■ **TEXT EXCERPT**:
Skip to content

Wan 2.2 5b i2v results poor quality compared to official Wan HF Space #12034

@okaris

Description

@okaris

Describe the bug

diffusers result:

Image

video links
https://github.com/user-attachments/assets/4dd6d342-9dfb-4946-a714-641f5a4cc98d

(this video might not play in the browser due to a diffusers.utils.export_video encoding issue, adding 2 alternatives encoded with lix264)

extra:

https://github.com/user-attachments/assets/e990c9a8-0a55-4c89-9233-056aa6743103
https://github.com/user-attachments/assets/e7fd1a57-e87e-486c-8ecb-f1147649d600

wan space result:

Image
c60bc1aeb5b0f50b.mp4

Reproduction

import os
# Enable HF Hub fast transfer for faster model downloads
os.environ["HF_HUB_ENABLE_HF_TRANSFER"] = "1"

import torch
import numpy as np
import tempfile
from typing import Optional
from pydantic import Field
from PIL import Image
from diffusers import WanImageToVideoPipeline
from diffusers.utils import export_to_video
from accelerate import Accelerator

from inferencesh import BaseApp, BaseAppInput, BaseAppOutput, File


class AppInput(BaseAppInput):
    image: File = Field(description="Input image for video generation")
    prompt: str = Field(description="Text prompt for video generation")
    negative_prompt: str = Field(
        default="oversaturated, overexposed, static, blurry details, subtitles, stylized, artwork, painting, still image, overall gray, worst quality, low quality, JPEG artifacts, ugly, deformed, extra fingers, poorly drawn hands, poorly drawn face, malformed, disfigured, deformed limbs, fused fingers, static motionless frame, cluttered background, three legs, crowded background, walking backwards",
        description="Negative prompt to guide what to avoid in generation"
    )
    resolution: str = Field(default="720p", description="Resolution preset", enum=["480p", "720p"])
    max_area: Optional[int] = Field(default=None, description="Maximum area for image resizing (auto-set based on resolution if not specified)")
    num_frames: int = Field(default=121, description="Number of frames to generate")

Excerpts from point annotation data
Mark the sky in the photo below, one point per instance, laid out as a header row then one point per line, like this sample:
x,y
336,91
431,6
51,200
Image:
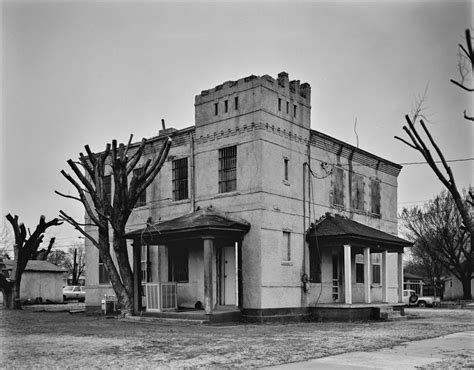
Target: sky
x,y
84,72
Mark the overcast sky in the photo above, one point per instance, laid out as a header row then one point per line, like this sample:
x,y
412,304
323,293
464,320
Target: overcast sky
x,y
76,73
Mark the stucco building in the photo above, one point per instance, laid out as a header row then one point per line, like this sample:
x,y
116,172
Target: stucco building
x,y
257,211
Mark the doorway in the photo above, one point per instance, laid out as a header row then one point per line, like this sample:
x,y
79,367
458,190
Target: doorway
x,y
228,276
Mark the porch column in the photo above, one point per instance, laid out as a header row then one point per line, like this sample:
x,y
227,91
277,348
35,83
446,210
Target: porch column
x,y
384,277
367,278
347,275
137,278
400,277
208,243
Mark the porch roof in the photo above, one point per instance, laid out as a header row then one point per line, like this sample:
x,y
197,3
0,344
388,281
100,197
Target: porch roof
x,y
205,222
337,230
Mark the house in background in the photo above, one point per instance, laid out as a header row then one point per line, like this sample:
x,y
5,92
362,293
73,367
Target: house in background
x,y
41,281
256,212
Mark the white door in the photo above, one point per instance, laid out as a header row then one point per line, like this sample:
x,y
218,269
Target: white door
x,y
228,270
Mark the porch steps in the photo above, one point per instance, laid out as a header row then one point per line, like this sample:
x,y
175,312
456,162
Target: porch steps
x,y
387,313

■ **TASKS**:
A – Copy the Wan 2.2 issue word for word from "Describe the bug" up to and including "encoded with lix264)".
B – Write the next part of the Wan 2.2 issue, starting right after its last line.

■ **WRITTEN RESPONSES**:
A –
Describe the bug

diffusers result:

Image

video links
https://github.com/user-attachments/assets/4dd6d342-9dfb-4946-a714-641f5a4cc98d

(this video might not play in the browser due to a diffusers.utils.export_video encoding issue, adding 2 alternatives encoded with lix264)

B –
    guidance_scale: float = Field(default=5.0, description="Classifier-free guidance scale")
    num_inference_steps: int = Field(default=50, description="Number of denoising steps")
    fps: int = Field(default=24, description="Frames per second for the output video")
    seed: Optional[int] = Field(default=None, description="Random seed for reproducibility")
    video_output_quality: int = Field(default=5, ge=1, le=10, description="Video output quality (1-10)")

class AppOutput(BaseAppOutput):
    file: File = Field(description="Generated video file")

class App(BaseApp):
    async def setup(self, metadata):
        """Initialize the Wan2.2-TI2V-5B Image-to-Video pipeline and resources here."""
        print("Setting up Wan2.2-TI2V-5B Image-to-Video pipeline...")
        
        # Store resolution defaults (using TI2V resolution standards)
        self.resolution_presets = {
            "480p": {"max_area": 480 * 832},
            "720p": {"max_area": 704 * 1280}  # Updated to TI2V's 704 height
        }
        
        # Initialize accelerator
        self.accelerator = Accelerator()
        
        # Set up device and dtype using accelerator
        self.device = self.accelerator.device
        self.dtype = torch.bfloat16 if self.device.type == "cuda" else torch.float32
        
        print(f"Using device: {self.device}")
        print(f"Using dtype: {self.dtype}")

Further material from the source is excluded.